Source:
_____
The Future of Aviation, LaHood Style

By Robert Mark on May 17th, 2010

OK, I might as well just come out and say it right from the start … I’m pretty miffed. But I’ve actually been angry since the NBAA convention in Florida last fall when I heard Tom Buffenbarger, president of the International Association of Machinists, speak to the crowd on opening day. He explained that he’d been trying to convince President Obama to stop in at Wichita for a visit of the vast general and business aviation manufacturing arm that been there for 50 or 60 years. So far, the President hasn’t yet made the trip.

imageIt’s not the President’s lack of attention to business aviation that has me upset this time though. Nope, it’s this silly Future of Aviation Advisory Committee Transportation Secretary Ray LaHood announced in March that really burns me.

The committee will focus principally on five issue areas:  ensuring aviation safety, ensuring a world-class aviation workforce, balancing the industry’s competitiveness and viability, securing stable funding for aviation systems, and addressing environmental challenges and solutions.
_____
Stored records:
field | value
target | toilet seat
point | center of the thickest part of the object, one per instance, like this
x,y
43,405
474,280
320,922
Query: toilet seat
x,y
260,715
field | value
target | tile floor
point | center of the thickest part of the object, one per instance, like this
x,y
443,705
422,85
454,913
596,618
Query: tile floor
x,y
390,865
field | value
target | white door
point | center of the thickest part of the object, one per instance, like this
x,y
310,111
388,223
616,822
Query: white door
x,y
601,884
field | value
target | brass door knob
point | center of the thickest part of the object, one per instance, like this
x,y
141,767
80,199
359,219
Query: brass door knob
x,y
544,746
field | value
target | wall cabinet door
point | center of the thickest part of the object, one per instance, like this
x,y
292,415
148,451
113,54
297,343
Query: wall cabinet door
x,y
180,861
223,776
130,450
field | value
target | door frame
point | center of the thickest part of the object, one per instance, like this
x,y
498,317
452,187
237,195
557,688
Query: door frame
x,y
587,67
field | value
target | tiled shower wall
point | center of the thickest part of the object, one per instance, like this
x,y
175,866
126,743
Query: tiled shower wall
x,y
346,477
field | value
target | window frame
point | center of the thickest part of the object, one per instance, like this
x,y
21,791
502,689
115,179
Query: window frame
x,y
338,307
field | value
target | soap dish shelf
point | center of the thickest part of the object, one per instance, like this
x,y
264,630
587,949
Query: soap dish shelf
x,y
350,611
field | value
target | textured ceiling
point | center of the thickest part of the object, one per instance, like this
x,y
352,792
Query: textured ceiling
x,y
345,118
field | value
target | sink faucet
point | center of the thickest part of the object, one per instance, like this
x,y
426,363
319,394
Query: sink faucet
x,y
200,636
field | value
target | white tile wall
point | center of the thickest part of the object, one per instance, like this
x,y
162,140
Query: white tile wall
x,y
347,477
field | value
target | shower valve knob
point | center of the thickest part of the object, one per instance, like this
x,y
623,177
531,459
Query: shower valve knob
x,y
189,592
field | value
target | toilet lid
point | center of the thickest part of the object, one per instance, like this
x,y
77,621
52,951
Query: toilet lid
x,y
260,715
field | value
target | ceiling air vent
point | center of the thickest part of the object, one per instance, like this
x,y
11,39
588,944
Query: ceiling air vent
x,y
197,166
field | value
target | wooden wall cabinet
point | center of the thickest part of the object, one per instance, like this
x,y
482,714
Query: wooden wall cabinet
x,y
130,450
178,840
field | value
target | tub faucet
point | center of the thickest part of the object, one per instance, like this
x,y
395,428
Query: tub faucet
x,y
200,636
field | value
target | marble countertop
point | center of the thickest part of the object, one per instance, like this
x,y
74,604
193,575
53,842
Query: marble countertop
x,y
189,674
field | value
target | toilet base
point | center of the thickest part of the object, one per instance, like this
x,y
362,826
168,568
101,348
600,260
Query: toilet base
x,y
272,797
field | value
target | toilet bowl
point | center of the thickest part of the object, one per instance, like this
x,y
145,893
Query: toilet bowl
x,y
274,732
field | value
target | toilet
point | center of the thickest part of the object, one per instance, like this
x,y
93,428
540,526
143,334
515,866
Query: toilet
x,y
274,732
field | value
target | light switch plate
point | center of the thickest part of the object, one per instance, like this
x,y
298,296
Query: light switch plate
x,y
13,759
_____
Problem: Reproduce the entire post about Ray LaHood's Future of Aviation Advisory Committee from above, word for word.

Written answer:
The Future of Aviation, LaHood Style

By Robert Mark on May 17th, 2010

OK, I might as well just come out and say it right from the start … I’m pretty miffed. But I’ve actually been angry since the NBAA convention in Florida last fall when I heard Tom Buffenbarger, president of the International Association of Machinists, speak to the crowd on opening day. He explained that he’d been trying to convince President Obama to stop in at Wichita for a visit of the vast general and business aviation manufacturing arm that been there for 50 or 60 years. So far, the President hasn’t yet made the trip.

imageIt’s not the President’s lack of attention to business aviation that has me upset this time though. Nope, it’s this silly Future of Aviation Advisory Committee Transportation Secretary Ray LaHood announced in March that really burns me.

The committee will focus principally on five issue areas:  ensuring aviation safety, ensuring a world-class aviation workforce, balancing the industry’s competitiveness and viability, securing stable funding for aviation systems, and addressing environmental challenges and solutions.